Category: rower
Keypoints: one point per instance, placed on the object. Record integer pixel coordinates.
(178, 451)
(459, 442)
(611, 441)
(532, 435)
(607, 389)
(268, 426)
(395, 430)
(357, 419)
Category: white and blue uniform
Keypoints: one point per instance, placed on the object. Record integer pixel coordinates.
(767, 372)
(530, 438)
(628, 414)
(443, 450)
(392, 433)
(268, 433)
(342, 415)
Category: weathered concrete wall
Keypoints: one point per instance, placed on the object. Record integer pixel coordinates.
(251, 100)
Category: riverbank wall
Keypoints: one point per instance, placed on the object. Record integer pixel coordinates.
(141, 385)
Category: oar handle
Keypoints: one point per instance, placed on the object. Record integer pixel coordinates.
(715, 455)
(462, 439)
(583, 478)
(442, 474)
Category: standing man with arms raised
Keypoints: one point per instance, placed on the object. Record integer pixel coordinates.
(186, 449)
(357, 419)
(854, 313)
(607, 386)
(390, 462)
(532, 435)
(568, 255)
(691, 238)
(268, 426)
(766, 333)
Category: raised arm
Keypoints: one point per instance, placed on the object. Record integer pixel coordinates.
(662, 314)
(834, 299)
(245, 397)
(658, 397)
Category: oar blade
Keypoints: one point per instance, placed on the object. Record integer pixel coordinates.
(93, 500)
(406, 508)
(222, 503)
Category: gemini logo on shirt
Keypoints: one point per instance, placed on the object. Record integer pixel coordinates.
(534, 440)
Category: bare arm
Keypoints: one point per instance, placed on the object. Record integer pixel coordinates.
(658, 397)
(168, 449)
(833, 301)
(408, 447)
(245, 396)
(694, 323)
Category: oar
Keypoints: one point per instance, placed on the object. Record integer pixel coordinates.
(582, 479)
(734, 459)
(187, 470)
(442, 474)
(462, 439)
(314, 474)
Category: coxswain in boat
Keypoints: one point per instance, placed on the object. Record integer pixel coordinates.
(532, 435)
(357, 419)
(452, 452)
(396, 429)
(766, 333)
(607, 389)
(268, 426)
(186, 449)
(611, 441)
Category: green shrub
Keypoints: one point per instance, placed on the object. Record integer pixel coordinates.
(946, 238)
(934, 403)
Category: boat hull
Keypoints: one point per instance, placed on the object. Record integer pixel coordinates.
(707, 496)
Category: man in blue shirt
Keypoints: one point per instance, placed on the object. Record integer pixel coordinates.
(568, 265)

_Task instructions_.
For the string "boat", go line by line through the material and copy every line that has it.

_Output for this task_.
Category: coxswain in boat
Category: boat hull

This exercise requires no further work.